— START —
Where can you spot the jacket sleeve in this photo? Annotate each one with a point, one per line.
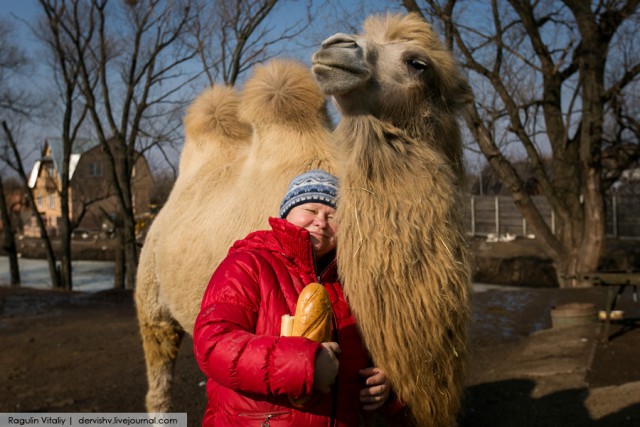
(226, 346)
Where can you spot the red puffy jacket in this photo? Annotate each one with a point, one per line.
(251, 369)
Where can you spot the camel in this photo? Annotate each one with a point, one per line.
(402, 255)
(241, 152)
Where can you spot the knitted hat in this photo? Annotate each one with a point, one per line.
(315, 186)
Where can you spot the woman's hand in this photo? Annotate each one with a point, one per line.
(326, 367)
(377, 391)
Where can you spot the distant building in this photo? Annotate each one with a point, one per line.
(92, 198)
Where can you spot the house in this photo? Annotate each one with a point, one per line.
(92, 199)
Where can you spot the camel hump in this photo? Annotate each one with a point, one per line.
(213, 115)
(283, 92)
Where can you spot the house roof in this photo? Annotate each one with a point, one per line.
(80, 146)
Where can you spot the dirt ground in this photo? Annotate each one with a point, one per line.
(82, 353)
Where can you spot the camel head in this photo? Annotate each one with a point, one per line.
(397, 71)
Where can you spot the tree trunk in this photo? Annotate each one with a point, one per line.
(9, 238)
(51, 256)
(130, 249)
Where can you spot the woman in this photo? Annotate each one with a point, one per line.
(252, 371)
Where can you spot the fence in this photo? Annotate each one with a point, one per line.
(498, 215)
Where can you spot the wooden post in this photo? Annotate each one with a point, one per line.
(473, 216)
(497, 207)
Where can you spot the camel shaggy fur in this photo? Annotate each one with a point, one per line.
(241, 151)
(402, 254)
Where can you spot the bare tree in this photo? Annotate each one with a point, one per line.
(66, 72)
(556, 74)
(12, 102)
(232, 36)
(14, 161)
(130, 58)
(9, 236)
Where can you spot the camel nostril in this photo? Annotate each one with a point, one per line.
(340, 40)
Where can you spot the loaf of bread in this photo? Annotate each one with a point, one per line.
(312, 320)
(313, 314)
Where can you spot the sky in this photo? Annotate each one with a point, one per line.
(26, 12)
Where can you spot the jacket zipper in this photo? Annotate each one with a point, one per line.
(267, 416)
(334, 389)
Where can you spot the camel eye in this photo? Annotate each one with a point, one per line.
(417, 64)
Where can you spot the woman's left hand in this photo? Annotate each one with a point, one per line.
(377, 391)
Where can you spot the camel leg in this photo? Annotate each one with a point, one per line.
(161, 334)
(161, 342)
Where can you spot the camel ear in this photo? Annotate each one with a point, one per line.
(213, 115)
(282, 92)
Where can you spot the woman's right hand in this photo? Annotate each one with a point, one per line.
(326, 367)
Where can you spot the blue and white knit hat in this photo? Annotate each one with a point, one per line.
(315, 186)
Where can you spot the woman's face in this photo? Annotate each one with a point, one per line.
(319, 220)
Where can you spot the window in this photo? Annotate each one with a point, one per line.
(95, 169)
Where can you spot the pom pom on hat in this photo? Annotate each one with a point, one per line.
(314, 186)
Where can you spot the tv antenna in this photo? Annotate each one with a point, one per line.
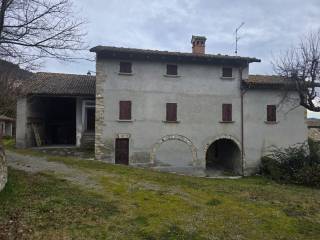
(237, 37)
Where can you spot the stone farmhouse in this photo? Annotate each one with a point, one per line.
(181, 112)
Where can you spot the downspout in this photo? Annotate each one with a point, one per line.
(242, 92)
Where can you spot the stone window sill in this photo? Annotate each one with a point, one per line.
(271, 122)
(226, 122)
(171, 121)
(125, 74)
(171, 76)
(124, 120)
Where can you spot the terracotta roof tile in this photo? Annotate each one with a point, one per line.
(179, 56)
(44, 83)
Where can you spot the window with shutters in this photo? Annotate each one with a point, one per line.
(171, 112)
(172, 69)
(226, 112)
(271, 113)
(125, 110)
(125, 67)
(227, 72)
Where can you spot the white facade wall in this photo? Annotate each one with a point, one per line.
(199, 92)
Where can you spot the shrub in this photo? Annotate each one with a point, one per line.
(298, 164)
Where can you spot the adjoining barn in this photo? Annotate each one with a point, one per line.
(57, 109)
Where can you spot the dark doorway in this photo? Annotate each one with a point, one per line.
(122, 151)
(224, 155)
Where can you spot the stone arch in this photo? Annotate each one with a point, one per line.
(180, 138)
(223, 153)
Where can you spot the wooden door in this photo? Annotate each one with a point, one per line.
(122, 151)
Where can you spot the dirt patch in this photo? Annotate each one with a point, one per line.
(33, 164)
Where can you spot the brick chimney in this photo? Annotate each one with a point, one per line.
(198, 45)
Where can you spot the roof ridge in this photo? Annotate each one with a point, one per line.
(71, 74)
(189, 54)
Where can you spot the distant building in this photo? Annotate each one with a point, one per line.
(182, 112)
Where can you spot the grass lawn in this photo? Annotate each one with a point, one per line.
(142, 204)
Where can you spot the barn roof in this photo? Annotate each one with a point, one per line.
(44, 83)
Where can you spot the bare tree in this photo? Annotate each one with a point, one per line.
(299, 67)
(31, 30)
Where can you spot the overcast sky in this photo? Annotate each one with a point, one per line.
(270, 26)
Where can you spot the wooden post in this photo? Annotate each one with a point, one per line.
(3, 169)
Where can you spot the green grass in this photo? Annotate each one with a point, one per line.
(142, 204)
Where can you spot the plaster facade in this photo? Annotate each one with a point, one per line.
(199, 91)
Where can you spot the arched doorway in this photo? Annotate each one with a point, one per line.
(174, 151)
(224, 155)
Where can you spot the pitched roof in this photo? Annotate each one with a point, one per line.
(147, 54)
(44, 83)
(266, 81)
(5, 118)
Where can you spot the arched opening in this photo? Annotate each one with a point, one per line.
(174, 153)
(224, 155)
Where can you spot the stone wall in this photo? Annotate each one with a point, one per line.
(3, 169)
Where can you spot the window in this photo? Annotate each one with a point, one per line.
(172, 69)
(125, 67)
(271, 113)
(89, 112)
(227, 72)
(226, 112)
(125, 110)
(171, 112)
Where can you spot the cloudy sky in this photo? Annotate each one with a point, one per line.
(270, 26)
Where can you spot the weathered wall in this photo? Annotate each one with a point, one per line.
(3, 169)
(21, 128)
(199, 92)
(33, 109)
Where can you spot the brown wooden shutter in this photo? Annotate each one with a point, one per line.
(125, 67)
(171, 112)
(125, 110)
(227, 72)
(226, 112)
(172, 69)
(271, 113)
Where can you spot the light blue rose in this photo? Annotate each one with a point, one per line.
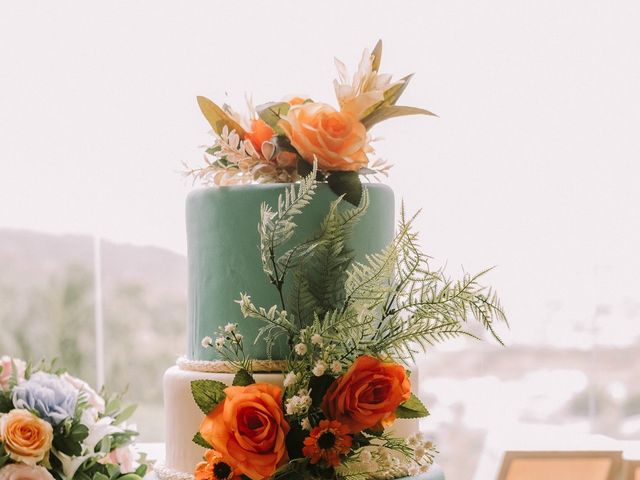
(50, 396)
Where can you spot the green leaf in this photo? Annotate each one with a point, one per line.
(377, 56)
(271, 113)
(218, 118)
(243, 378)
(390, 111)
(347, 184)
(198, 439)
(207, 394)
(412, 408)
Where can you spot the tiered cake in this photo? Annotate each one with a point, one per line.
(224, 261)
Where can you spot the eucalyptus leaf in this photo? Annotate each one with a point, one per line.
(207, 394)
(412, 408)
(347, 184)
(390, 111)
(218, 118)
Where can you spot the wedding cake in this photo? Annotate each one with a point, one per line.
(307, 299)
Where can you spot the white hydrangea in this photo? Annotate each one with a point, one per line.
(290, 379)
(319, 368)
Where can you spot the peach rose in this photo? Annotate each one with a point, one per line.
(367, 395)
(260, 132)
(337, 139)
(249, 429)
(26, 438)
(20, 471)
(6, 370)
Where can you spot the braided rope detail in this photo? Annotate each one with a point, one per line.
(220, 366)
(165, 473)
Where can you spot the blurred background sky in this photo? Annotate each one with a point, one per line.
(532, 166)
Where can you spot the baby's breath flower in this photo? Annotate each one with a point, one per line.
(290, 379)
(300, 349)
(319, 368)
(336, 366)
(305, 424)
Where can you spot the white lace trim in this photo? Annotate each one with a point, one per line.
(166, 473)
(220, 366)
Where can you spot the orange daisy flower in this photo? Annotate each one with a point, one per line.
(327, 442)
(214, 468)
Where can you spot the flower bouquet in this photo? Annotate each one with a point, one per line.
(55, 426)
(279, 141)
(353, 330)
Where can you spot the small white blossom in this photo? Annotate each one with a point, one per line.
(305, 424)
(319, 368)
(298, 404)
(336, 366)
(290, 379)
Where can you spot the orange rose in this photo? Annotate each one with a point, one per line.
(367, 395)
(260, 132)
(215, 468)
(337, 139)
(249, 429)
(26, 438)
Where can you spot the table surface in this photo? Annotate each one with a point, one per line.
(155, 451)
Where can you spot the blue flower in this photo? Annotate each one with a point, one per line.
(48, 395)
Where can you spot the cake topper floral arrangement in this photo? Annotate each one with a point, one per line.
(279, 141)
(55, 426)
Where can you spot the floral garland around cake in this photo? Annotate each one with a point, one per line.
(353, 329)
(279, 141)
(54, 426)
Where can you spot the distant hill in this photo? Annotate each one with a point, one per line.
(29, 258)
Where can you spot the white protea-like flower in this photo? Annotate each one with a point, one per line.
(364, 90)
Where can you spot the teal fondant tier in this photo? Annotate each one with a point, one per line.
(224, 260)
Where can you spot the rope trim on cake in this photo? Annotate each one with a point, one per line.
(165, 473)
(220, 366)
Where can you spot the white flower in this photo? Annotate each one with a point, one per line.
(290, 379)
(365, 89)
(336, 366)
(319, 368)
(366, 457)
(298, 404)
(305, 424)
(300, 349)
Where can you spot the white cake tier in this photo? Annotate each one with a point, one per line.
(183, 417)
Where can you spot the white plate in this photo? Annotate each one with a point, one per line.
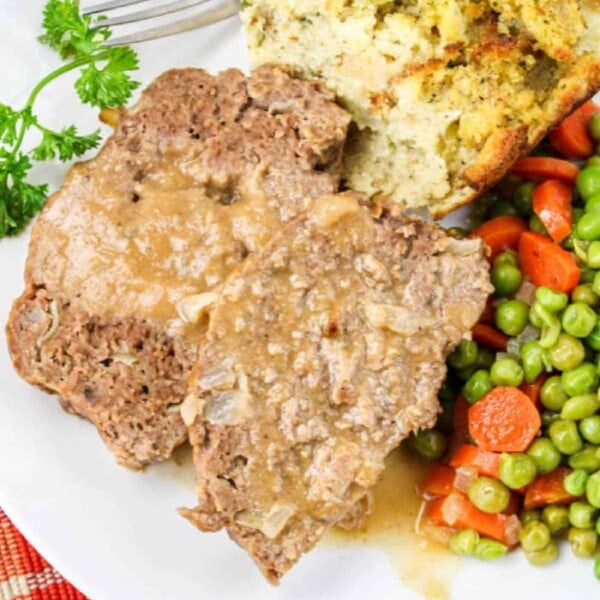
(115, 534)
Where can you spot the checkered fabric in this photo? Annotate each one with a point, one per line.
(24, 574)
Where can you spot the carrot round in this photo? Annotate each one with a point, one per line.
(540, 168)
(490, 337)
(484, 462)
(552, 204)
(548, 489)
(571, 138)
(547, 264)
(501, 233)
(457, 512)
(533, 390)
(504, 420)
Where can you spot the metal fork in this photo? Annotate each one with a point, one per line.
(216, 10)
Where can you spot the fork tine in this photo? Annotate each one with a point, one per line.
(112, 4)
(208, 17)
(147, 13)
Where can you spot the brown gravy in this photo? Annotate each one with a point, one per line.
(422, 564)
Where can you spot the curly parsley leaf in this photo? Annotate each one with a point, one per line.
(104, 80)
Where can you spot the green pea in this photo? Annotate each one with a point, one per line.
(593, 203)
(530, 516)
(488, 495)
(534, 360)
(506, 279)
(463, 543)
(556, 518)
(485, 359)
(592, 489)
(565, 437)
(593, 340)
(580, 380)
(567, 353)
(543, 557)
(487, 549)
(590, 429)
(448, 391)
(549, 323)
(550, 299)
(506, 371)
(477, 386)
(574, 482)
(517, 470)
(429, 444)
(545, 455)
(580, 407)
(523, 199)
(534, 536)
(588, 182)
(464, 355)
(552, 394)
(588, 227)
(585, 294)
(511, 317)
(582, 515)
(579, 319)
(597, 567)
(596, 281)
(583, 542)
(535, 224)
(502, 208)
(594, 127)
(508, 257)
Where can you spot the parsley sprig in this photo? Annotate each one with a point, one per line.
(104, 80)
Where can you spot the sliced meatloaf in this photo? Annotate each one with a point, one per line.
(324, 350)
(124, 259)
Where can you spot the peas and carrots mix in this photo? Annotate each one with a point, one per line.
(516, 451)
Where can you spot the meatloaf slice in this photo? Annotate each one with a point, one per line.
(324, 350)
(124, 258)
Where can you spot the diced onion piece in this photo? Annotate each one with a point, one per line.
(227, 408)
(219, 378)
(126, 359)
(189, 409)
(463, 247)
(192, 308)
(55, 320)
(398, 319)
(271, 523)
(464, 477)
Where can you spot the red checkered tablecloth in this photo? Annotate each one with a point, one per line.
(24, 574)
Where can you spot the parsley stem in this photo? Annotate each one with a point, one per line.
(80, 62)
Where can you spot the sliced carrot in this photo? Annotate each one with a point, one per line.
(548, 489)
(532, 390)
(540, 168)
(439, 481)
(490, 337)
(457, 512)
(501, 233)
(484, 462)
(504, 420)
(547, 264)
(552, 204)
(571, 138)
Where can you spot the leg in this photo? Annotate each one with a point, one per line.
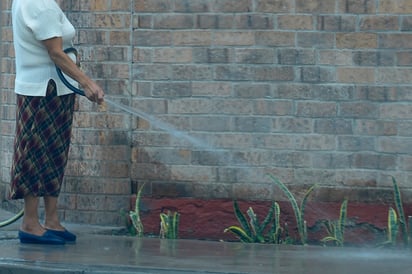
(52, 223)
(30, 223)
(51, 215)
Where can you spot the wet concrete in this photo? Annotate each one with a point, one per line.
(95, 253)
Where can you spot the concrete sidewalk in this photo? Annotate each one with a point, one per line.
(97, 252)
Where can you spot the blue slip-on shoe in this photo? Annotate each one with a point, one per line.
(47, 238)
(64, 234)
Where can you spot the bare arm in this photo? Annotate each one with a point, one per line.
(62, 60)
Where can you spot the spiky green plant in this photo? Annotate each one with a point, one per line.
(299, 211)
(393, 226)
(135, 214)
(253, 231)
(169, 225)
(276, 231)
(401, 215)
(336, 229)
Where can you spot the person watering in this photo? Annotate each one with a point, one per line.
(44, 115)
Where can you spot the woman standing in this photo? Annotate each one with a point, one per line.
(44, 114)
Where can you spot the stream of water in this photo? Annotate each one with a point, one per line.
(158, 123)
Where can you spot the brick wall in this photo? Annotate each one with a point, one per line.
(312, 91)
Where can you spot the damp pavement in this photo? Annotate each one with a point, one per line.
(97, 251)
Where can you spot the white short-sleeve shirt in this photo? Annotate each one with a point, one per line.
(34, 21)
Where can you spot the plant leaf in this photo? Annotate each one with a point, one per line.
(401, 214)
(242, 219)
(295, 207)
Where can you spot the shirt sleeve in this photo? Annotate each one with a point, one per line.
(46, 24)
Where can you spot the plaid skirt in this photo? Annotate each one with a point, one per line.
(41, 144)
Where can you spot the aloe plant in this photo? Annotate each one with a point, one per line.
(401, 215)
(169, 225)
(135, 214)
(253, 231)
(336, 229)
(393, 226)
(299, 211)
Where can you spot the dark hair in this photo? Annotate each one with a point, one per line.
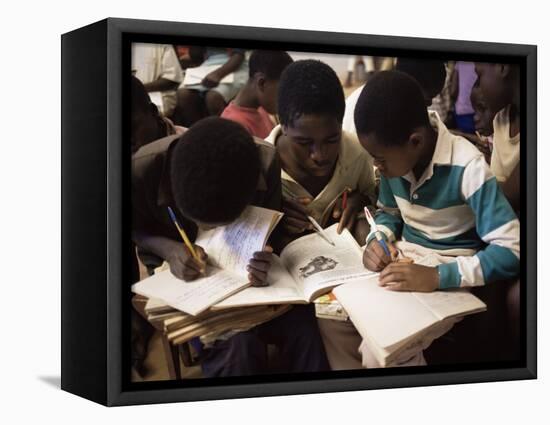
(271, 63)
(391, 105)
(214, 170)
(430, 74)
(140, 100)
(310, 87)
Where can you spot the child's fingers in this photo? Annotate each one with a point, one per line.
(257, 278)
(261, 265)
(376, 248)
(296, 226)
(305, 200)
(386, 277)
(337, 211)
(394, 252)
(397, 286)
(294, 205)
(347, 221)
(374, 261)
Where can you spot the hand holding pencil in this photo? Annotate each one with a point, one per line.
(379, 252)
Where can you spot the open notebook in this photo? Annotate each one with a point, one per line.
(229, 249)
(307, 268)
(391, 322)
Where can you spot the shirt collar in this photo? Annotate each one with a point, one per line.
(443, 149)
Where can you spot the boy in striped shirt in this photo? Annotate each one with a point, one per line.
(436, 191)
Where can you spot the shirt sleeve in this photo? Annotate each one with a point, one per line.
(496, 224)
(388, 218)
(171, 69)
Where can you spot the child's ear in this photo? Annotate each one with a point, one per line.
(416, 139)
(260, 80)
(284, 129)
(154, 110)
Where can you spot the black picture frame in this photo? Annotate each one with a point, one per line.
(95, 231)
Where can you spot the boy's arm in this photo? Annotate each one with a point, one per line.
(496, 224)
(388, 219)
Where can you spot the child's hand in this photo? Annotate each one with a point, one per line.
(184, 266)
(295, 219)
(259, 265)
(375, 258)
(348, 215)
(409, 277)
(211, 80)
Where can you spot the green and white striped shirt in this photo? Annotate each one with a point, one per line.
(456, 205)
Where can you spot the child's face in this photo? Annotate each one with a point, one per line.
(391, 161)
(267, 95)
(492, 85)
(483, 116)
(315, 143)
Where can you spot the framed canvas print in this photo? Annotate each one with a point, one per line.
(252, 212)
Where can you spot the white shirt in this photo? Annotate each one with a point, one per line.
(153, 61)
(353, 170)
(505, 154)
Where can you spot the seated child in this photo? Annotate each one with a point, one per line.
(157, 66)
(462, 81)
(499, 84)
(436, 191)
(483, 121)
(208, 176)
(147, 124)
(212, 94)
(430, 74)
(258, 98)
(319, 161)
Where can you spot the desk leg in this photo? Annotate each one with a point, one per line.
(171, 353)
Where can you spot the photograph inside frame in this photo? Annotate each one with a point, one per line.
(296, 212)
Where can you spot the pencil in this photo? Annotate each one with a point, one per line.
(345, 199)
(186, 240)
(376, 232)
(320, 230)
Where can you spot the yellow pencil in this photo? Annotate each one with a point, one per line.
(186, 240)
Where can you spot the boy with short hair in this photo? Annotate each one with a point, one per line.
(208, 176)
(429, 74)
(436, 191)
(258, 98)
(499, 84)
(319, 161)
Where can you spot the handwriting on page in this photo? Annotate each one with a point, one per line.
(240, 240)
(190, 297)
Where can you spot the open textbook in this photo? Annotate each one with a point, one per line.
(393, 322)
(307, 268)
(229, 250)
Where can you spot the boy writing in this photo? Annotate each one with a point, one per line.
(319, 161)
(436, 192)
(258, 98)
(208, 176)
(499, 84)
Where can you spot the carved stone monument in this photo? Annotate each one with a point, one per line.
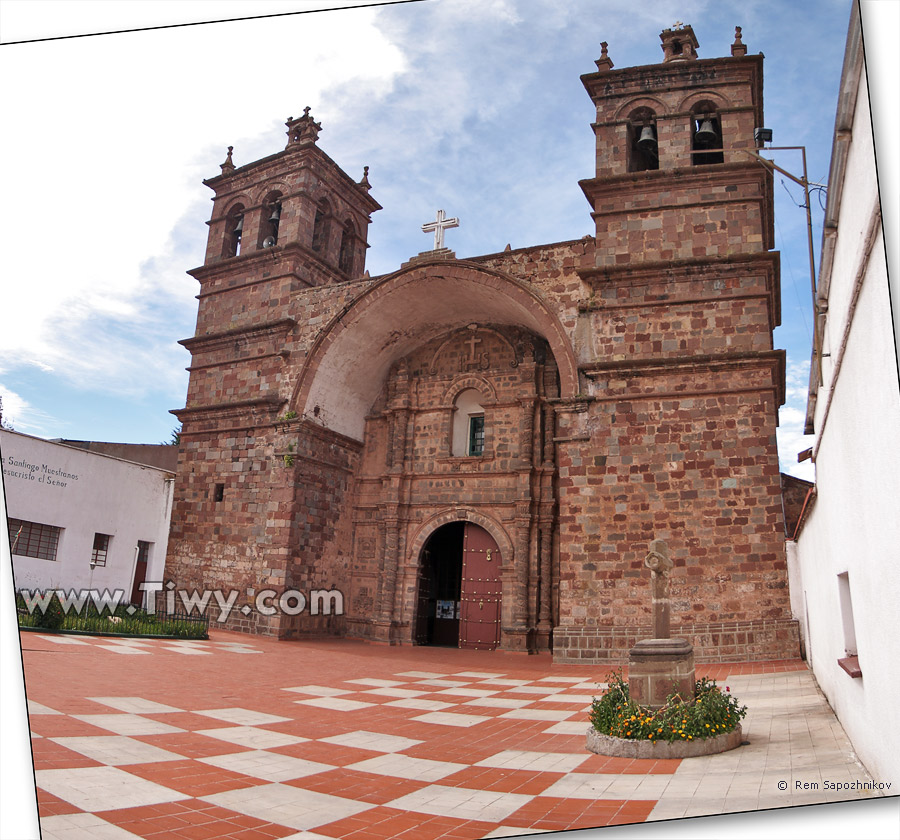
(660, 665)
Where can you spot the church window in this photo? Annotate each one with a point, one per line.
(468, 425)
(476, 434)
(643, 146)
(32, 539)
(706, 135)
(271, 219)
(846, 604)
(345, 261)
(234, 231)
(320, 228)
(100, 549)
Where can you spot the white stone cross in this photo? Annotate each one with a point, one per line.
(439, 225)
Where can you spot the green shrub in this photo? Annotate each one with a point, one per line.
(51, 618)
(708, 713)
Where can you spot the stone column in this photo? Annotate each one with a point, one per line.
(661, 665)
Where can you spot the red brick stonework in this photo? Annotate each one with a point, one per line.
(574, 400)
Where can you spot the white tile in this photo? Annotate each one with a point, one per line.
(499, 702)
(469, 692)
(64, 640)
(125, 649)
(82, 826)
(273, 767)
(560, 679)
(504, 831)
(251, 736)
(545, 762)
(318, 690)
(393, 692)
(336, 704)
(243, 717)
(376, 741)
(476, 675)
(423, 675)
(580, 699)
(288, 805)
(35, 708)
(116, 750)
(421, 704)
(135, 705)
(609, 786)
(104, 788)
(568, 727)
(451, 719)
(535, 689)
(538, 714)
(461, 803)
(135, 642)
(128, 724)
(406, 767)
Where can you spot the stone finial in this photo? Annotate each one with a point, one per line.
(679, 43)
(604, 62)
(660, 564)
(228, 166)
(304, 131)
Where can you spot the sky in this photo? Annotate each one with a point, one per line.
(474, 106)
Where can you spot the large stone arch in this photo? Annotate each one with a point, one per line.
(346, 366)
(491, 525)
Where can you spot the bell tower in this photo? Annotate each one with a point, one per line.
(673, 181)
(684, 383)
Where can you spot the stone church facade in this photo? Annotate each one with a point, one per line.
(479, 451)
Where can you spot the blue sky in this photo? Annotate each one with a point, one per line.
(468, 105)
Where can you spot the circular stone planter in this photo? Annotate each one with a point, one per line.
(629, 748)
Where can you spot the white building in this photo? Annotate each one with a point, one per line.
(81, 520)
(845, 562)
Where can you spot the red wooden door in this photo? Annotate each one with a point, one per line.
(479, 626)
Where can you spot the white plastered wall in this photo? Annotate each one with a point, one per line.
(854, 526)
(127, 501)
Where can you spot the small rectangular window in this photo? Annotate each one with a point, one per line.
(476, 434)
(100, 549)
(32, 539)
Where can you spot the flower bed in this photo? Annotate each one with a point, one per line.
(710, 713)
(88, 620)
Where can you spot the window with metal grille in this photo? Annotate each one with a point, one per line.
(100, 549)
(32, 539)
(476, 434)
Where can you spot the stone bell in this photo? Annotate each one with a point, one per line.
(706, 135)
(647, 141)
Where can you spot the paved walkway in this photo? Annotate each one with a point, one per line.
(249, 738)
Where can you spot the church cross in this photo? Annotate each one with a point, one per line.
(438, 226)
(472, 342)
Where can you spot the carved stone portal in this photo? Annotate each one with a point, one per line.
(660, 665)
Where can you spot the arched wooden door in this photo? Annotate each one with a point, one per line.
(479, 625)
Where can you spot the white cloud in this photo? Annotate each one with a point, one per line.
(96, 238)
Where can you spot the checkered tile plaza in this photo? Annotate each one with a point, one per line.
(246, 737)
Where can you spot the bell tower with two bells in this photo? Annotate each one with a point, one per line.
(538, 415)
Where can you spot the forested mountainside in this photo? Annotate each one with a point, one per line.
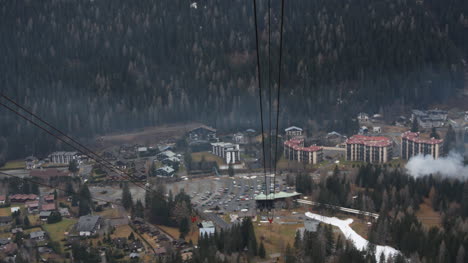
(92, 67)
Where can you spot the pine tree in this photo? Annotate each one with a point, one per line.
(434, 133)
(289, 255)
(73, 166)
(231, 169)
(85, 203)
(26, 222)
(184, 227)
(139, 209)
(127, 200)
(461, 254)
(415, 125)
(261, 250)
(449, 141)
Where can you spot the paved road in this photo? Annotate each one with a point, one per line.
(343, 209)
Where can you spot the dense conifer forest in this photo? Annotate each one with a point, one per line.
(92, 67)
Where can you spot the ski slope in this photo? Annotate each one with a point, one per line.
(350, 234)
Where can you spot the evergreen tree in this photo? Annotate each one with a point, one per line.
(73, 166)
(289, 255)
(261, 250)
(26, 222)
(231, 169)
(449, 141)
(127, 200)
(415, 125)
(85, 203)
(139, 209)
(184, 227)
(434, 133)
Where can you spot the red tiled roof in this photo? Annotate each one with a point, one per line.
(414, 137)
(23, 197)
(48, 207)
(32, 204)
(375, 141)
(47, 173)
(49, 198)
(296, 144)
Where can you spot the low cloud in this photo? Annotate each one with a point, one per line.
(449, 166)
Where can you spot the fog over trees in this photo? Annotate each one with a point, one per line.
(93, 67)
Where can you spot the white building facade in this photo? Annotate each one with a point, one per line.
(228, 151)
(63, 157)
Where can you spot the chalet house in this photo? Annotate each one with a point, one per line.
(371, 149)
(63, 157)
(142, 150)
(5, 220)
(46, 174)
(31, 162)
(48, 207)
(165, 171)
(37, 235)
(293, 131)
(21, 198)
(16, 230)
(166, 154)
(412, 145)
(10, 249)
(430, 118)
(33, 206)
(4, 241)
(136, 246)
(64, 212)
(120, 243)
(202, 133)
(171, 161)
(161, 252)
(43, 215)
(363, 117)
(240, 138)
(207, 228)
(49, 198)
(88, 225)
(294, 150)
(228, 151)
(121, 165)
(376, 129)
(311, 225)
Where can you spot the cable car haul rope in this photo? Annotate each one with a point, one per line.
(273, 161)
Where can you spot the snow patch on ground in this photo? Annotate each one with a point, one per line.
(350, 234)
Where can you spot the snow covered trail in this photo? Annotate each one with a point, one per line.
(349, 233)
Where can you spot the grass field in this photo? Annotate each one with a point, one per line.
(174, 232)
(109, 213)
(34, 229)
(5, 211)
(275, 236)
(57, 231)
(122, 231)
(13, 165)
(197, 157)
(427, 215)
— END —
◆ Directions for this task
Please retype, exactly as written, every line from the line containing "Where can you spot the cable" through the last line of the records above, including both of those lines, and nothing else.

◆ Answer to the exercise
Where can you spot the cable car haul rope in this photo? Annotate each one with a point, one per line.
(273, 161)
Where can you spot the snow patch on ground in this photo? Annotate each one with a point, one per line.
(350, 234)
Where can you spot the snow covered trail in this photo? Annotate each one with a point, one per line.
(349, 233)
Where can you spot the grass field in this photo? Annotate each one with a point, one per line.
(174, 232)
(109, 213)
(34, 229)
(5, 211)
(275, 236)
(57, 231)
(122, 231)
(13, 165)
(197, 157)
(427, 215)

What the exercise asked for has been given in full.